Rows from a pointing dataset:
☆ ☆ ☆ ☆
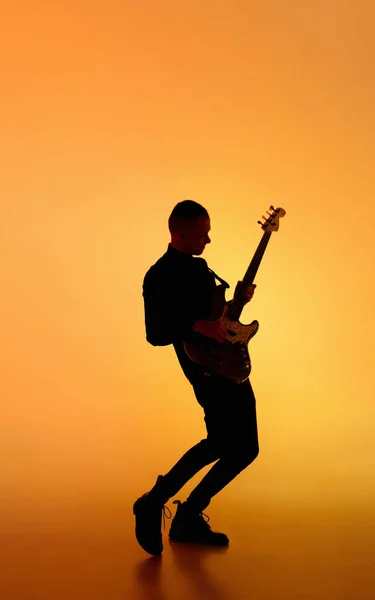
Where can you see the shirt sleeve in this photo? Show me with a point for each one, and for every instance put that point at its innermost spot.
(167, 315)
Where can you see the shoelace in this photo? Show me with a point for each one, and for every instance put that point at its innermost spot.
(165, 507)
(201, 514)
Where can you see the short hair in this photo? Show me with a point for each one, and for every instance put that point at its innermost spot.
(183, 212)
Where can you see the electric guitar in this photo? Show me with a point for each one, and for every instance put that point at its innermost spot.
(231, 358)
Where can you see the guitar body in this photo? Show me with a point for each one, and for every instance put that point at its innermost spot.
(231, 358)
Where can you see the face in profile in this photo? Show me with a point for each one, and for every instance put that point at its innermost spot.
(194, 237)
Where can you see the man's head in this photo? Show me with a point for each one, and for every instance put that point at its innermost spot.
(189, 224)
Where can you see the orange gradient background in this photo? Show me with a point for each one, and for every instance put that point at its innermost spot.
(111, 113)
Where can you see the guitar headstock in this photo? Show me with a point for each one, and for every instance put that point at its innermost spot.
(272, 222)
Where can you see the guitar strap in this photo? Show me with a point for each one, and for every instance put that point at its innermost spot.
(219, 278)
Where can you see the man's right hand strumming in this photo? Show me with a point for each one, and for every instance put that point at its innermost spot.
(211, 329)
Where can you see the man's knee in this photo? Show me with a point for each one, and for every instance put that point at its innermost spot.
(246, 455)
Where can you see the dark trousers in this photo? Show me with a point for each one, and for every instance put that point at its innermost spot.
(232, 440)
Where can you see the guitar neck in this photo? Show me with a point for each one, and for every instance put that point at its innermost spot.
(238, 303)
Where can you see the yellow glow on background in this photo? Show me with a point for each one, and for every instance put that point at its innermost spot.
(111, 113)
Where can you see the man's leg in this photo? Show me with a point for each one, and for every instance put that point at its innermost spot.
(230, 416)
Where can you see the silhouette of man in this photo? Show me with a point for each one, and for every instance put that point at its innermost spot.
(177, 293)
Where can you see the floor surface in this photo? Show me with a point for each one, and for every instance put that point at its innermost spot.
(275, 553)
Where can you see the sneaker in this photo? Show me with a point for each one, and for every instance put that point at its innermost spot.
(148, 511)
(189, 526)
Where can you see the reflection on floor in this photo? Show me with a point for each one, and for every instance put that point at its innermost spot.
(275, 553)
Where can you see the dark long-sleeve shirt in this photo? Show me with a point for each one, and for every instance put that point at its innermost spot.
(177, 291)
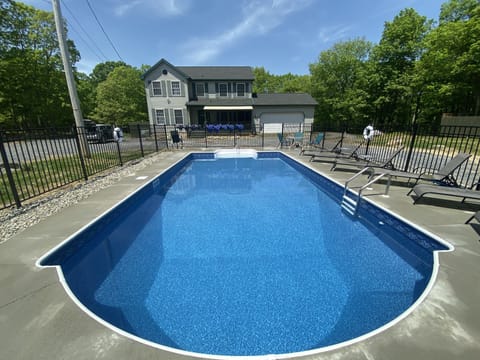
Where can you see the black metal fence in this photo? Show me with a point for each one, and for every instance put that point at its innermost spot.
(36, 161)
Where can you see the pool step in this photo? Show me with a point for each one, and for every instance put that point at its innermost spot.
(349, 204)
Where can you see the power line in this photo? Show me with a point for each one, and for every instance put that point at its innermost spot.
(103, 30)
(86, 33)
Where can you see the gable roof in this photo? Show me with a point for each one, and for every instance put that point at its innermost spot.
(218, 72)
(284, 99)
(207, 72)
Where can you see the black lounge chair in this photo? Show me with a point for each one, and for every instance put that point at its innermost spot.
(176, 138)
(475, 216)
(421, 190)
(368, 162)
(443, 175)
(335, 154)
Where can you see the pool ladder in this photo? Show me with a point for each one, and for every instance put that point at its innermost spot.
(350, 199)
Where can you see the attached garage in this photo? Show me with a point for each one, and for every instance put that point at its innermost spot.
(283, 109)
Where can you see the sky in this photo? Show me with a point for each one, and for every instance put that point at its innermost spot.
(283, 36)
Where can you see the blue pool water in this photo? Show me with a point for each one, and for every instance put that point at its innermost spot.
(245, 257)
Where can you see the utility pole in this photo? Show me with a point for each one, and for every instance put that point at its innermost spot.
(72, 89)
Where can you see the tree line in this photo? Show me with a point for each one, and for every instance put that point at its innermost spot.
(420, 69)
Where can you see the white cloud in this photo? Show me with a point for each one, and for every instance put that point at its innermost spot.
(163, 8)
(259, 18)
(333, 33)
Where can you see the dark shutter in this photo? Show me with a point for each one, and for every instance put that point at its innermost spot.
(164, 88)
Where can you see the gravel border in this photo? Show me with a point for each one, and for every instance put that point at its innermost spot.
(14, 220)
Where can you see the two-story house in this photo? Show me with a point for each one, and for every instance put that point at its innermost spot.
(200, 95)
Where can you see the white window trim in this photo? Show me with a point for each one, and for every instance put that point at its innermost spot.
(174, 120)
(244, 89)
(156, 117)
(202, 86)
(226, 89)
(159, 88)
(179, 88)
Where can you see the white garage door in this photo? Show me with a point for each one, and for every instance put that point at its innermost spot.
(290, 118)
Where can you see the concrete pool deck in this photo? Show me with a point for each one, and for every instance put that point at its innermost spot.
(38, 320)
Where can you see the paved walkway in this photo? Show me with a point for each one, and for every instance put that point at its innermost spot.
(39, 321)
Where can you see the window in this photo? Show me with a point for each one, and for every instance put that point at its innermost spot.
(156, 88)
(160, 116)
(240, 89)
(200, 89)
(223, 89)
(175, 88)
(178, 116)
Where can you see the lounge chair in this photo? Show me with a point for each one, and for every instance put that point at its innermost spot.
(362, 162)
(297, 139)
(315, 144)
(443, 175)
(176, 138)
(283, 140)
(421, 190)
(475, 216)
(335, 154)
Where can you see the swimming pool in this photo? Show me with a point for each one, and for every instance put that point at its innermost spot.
(245, 257)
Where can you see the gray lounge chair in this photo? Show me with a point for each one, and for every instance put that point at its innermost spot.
(421, 190)
(443, 175)
(336, 154)
(368, 162)
(475, 216)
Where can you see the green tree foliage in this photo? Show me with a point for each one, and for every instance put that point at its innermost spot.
(33, 91)
(339, 83)
(269, 83)
(121, 97)
(394, 86)
(450, 67)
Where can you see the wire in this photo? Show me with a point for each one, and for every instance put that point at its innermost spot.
(103, 30)
(86, 33)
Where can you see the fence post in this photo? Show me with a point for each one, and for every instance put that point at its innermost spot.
(140, 139)
(155, 137)
(120, 160)
(8, 170)
(80, 150)
(412, 143)
(166, 136)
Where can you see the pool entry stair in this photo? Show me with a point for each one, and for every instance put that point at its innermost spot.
(351, 199)
(235, 153)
☆ ☆ ☆ ☆
Leave the pictures out and write out every entry exactly as given.

Where can you see the shirt sleeve in this photo? Show me with a point for each one, and for every instance put that point at its innermost spot.
(167, 315)
Where can you see the shoelace in this photo? Show me with a point for each one, and for every instance put that point at its innermost spot.
(165, 507)
(201, 514)
Where can you see the short hair in this photo? Show me with a point for each one, and for every instance put that point at its innermost spot.
(183, 212)
Where can you see the electric guitar in this photo? Show me with a point for each one, and for every instance put that point at its innermost spot.
(231, 358)
Where can you see the guitar body in this photo? Show me with a point for each one, and for every instance put that point at its innermost spot.
(231, 358)
Where can you see the face in profile in this photo? Show me with a point for each one, and for every instance put that point at its innermost spot.
(194, 237)
Where can you see the man's head in this photo? Show me with a point for each one, and for every instance put that point at its innermost spot.
(189, 224)
Where can you see the orange gradient background in this photo? Show me with a point for each one, and for every instance put that point at its innermost spot.
(111, 113)
Where can you see the guitar headstock in this photo? Show me with a point for each one, and for every instance put that point at its innermost spot.
(272, 222)
Where can you see the guitar strap in this photo? Show me with a point for each one, and for every instance put that point at its innermost spot.
(219, 278)
Where can you see the man's right hand strumming in this photo? Show me with a point for each one, and for every instance put that point at its innermost spot.
(211, 329)
Where can you see the man's knee in this photo? Show me with a point for each one, and for every instance put that point at its innermost spot.
(246, 455)
Where can you see the dark trousers in this photo? Show me with a point for each one, and for every instance put that point at its innermost spot.
(232, 440)
Where can you see the guitar neck in this photo? Show me with a point for each one, and for every instance put that point at its innermost spot.
(238, 303)
Where can you see the yellow glow on background in this photo? Show me with a point for each one, and for every instance put that point at its innermost spot.
(111, 113)
Where can you see the man's leg in this photo? Show me with a point for each one, and for every instance put that point at its innermost spot.
(230, 416)
Where can you see the silhouette of man in this photo? Show me with a point for each one, and for every instance put that point at its innermost spot.
(177, 293)
Where can you see the floor surface in this photo? Show me with a point for each one, and for every instance put that point at its innermost spot.
(275, 553)
Where can you see the sneaker in this photo? Show me with a point for each one, and for every instance put that point at its innermost spot.
(148, 511)
(189, 526)
Where can you see the reflection on floor in this photo? Show me with a point for each one, and for every instance put that point at its innermost spot.
(275, 553)
Where can you see the dark long-sleeve shirt in this photo? Show me with a point for each one, and for every instance put that point at its innermost spot.
(177, 291)
Where can you see the black metal fence in this photo? Show me with a point for each one, and for every instance put that point at its innermost spot.
(36, 161)
Where can you see the pool step in this photo? Show me with a point for each one, and for every instance put that point at its innermost spot.
(349, 204)
Where can you see the power line in this photo? Show me with a point for each one, and for every instance put that point at its innermost spot.
(103, 30)
(86, 33)
Where can you see the gable roof in this photo? Show me with a point for each one, and for every instance put that point at its innermost spot.
(218, 72)
(284, 99)
(207, 72)
Where can you see the black lounge chair in this photo? Show me with a point for each one, and for every instance put that point at its innermost spot.
(176, 138)
(475, 216)
(421, 190)
(368, 162)
(443, 175)
(335, 154)
Where can you see the pool ladder in this photo? Show me with a point for each one, and for every instance put that point at its innermost spot.
(350, 199)
Where can you see the attached garage in this photo? Show me with a point for each one, and for every instance put that point at its innermost spot.
(283, 109)
Where can you see the sky in this photo? Show me with a point for each one, and for every instance put that point at its innermost spot.
(283, 36)
Where can you see the blue pool water in this photo? Show me with a point for each one, and for every instance put that point at its innermost spot.
(245, 257)
Where can you see the utility pole in this photo? Show me with a point for each one, and for every instance put that point at its innermost spot.
(72, 89)
Where can you see the tree line in this photo? Show me with a point for each one, and for every instance put that point at its innermost spot.
(420, 69)
Where can you see the white cloud in this photo? Show me with a point for each one, and for every instance put that point at its innermost spot.
(163, 8)
(259, 18)
(333, 33)
Where can you see the dark shutter in this photo? Show me with a point for each one, and for every instance put that point at its innermost spot.
(164, 88)
Where can you see the gravel border in this photo? Show me with a point for each one, and for every instance put that point at its innermost spot.
(14, 220)
Where can you see the two-story house in this photo? Show me with a point for each one, and for every instance put that point at its innermost spot.
(200, 95)
Where can you see the white window trim in this photo? Show me with a point for each one, and for every instance put that point at its innermost spot.
(174, 120)
(244, 89)
(156, 117)
(202, 86)
(226, 89)
(159, 88)
(179, 88)
Where can you see the white garage door in this photo? Show me with a point for each one, and for every instance put that point at its innermost spot.
(290, 118)
Where can you see the concrete pool deck in this photo? Show me with a point for each one, and for every instance put that point at its innermost spot.
(38, 320)
Where can you see the paved walkway in this photo? Show me with a point for each one, and for every instance put that point at its innermost spot.
(39, 321)
Where can you see the window in this photo? Show me with a point for each one, and for every instance put that point at its innermost spot.
(156, 88)
(160, 116)
(240, 89)
(200, 89)
(223, 89)
(175, 88)
(178, 116)
Where can you see the lounge chair in this photo? Show me with a point for each one, and for every instance put that point at its innermost spot.
(362, 162)
(297, 139)
(315, 144)
(443, 175)
(176, 138)
(283, 140)
(421, 190)
(475, 216)
(335, 154)
Where can you see the swimming pool in this photo? Show me with a point for each one, and for every instance put that point at its innermost spot.
(245, 257)
Where can you see the gray lounge chair in this photo? Show me with a point for each one, and for every instance put that point at its innermost spot.
(421, 190)
(443, 175)
(336, 154)
(368, 162)
(475, 216)
Where can you see the green tree foliage in this photo? Show me with a point for each one, and for every instance put that point at its innermost spot.
(33, 91)
(339, 83)
(269, 83)
(121, 97)
(394, 86)
(450, 67)
Where can you see the wire in this photo? Show me with a point for each one, and for every instance put that point at its innermost spot.
(103, 30)
(86, 33)
Where can you see the fence post in this photo? Show me with a point for each one, and for every instance put that point at its innermost spot.
(140, 139)
(155, 137)
(120, 160)
(8, 170)
(80, 150)
(412, 143)
(166, 136)
Where can you see the pool entry stair in this photo? Show me with a point for each one, and for every instance put that point at its innermost spot.
(351, 199)
(235, 153)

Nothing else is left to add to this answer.